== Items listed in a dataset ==
——
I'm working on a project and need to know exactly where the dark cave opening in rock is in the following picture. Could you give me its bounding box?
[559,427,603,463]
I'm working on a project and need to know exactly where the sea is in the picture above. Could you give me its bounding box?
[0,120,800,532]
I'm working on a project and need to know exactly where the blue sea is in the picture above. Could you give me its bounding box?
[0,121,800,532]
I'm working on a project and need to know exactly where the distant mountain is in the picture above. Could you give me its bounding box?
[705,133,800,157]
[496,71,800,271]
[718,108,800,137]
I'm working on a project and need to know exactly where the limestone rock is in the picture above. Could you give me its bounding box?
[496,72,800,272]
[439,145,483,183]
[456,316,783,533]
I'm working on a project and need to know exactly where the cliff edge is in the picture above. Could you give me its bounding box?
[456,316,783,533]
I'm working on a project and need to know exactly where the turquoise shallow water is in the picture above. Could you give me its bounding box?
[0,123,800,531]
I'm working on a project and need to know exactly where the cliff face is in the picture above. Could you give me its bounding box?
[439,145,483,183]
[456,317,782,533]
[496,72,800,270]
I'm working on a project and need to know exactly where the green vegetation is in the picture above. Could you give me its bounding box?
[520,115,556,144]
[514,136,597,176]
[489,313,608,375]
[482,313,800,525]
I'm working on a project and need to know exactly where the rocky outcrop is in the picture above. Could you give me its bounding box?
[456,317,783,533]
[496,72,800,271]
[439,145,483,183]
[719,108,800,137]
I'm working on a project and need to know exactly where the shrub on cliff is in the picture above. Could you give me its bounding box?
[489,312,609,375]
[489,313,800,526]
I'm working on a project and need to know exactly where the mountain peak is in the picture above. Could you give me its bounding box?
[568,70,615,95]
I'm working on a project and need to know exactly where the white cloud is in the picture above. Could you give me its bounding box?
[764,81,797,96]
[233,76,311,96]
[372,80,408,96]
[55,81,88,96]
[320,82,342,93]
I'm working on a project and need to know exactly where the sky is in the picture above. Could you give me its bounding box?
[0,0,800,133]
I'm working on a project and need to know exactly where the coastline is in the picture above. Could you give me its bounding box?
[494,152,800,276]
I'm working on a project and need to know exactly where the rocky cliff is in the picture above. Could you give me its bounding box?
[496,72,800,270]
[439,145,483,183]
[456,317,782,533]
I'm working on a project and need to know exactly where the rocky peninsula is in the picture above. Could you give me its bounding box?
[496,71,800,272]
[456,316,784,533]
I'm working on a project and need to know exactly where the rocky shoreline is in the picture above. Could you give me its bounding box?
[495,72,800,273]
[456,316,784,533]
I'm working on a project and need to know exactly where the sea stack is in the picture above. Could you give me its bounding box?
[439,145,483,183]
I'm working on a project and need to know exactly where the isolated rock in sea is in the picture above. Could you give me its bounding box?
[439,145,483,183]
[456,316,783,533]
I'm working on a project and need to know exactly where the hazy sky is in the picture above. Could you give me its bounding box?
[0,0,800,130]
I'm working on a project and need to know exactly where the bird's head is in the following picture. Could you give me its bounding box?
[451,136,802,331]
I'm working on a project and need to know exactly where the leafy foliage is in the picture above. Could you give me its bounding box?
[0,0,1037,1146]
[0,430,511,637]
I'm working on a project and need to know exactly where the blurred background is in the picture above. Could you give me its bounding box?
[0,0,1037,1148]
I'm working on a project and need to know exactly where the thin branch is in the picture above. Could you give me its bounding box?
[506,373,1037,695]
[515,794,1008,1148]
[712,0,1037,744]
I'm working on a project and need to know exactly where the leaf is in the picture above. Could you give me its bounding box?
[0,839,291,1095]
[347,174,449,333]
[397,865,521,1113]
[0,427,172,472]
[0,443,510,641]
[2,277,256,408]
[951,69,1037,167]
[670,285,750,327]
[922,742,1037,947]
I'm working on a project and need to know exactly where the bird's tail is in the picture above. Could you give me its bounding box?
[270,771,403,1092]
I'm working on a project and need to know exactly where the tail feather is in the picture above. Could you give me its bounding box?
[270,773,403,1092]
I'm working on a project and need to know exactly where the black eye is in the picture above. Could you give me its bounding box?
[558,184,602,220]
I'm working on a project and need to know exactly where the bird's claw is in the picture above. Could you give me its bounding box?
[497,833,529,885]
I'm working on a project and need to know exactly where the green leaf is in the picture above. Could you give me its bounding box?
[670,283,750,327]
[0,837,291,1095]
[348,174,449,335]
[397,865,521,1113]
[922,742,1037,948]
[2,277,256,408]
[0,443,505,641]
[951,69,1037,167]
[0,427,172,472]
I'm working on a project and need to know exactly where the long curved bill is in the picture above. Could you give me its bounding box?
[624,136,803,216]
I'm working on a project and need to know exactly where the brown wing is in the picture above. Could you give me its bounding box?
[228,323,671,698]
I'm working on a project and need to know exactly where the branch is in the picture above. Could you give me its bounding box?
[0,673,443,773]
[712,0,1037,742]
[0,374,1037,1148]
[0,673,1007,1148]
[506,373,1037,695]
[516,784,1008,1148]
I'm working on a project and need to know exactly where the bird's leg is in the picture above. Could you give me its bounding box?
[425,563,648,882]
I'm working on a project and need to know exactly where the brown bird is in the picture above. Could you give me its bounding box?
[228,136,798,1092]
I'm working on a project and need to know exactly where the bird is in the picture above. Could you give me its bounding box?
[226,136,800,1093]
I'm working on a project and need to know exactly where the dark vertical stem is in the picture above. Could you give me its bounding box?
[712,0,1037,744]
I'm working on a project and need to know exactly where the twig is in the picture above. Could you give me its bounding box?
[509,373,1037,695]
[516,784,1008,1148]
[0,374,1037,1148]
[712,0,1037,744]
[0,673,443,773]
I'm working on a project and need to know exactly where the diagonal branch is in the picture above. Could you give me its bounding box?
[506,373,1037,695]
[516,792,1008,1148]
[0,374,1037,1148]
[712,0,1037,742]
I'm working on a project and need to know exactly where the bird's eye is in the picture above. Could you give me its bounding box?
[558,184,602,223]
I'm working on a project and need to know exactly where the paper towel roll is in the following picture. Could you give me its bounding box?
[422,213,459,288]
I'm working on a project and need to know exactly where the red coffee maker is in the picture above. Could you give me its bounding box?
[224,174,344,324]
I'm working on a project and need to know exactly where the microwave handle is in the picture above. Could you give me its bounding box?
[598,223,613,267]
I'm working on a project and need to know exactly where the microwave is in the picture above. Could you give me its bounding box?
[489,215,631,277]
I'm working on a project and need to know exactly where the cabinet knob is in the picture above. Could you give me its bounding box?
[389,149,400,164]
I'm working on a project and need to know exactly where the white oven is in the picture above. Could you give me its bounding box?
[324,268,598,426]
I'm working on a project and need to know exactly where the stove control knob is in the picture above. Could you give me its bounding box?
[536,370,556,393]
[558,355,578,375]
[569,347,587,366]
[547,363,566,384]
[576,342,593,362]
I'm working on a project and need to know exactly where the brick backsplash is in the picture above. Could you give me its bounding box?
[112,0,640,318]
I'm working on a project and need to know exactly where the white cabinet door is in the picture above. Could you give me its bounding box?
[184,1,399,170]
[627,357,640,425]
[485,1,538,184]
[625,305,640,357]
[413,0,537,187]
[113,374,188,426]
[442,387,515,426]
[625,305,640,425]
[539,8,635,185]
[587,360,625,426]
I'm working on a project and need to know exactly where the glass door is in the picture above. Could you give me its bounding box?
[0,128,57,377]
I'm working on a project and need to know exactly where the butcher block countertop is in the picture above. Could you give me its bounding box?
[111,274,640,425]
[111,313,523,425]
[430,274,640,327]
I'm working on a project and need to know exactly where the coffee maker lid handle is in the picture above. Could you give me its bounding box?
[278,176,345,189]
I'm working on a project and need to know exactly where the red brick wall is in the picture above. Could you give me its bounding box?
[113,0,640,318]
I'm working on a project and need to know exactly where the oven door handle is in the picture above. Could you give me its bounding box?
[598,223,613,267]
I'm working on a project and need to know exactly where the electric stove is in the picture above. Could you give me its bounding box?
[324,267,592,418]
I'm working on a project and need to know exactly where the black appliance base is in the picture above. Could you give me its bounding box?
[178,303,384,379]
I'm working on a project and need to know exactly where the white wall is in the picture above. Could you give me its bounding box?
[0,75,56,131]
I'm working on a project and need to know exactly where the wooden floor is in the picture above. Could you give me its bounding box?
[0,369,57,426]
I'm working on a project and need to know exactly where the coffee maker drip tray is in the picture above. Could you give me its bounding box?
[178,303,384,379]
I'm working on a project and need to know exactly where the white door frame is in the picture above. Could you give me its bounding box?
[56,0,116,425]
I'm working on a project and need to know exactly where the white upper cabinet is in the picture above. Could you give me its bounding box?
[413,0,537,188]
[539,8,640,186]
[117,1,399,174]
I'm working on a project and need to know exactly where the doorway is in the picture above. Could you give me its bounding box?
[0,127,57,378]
——
== WHAT YOU HAVE TO DO ==
Reproduce the data word for word, beginning at the line that contains "the white cabinet" and ending after the line that contains "[56,0,116,425]". Include both of those lines.

== THE COMPLETED TASK ==
I'm working on a project and need to know exactly where the white cabinet door is in the picture above. Could you give me its bounding box?
[184,1,399,170]
[627,357,640,425]
[485,1,538,184]
[625,305,640,357]
[413,0,537,187]
[113,374,188,426]
[442,387,515,426]
[625,305,640,425]
[539,8,635,185]
[587,360,625,426]
I'm working on a project and need to know exactly where the glass door is in the picture above. Could you give me its bounding box?
[0,128,57,377]
I'm working on a project and need to know exactly where the butcher block countertop is in the picture above. Could you give me its bounding box?
[111,274,640,425]
[111,313,523,425]
[430,274,640,327]
I'm working on a project and need to know exactly where the coffee maker lid handle is in the picture above. Could you give me its bounding box?
[278,176,345,189]
I'm working on a project and need to know exactly where the red brick wall is in the picture above. Could you give me its bounding box?
[113,0,640,318]
I'm working on a project and need to know exactly where the oven door handle is in the picture above. Could you give me its bounding box?
[598,223,613,267]
I'm working on a project and need to know exactly where the electric stove is in the picture above. Could you give me its bounding box?
[324,267,592,418]
I'm working on a project and need to know exactly where the black appliance base is in the picture above. Could you give me its bounding box?
[178,303,384,379]
I'm working on a project and need to know exactly where the white wall is in the picture above. Could you give me its bounding box?
[0,75,56,131]
I'm working on a project and need to know exactly where the wooden floor is in the picture above. Could you give me its bounding box?
[0,369,57,426]
I'm working on a project and need to know exactly where the coffee maker drip tray is in the picture above. Could you give me its bounding box?
[178,303,384,379]
I'm working on a project and need to know exactly where the white door frame is in the picture above. Could you give me its bounding box?
[56,0,116,425]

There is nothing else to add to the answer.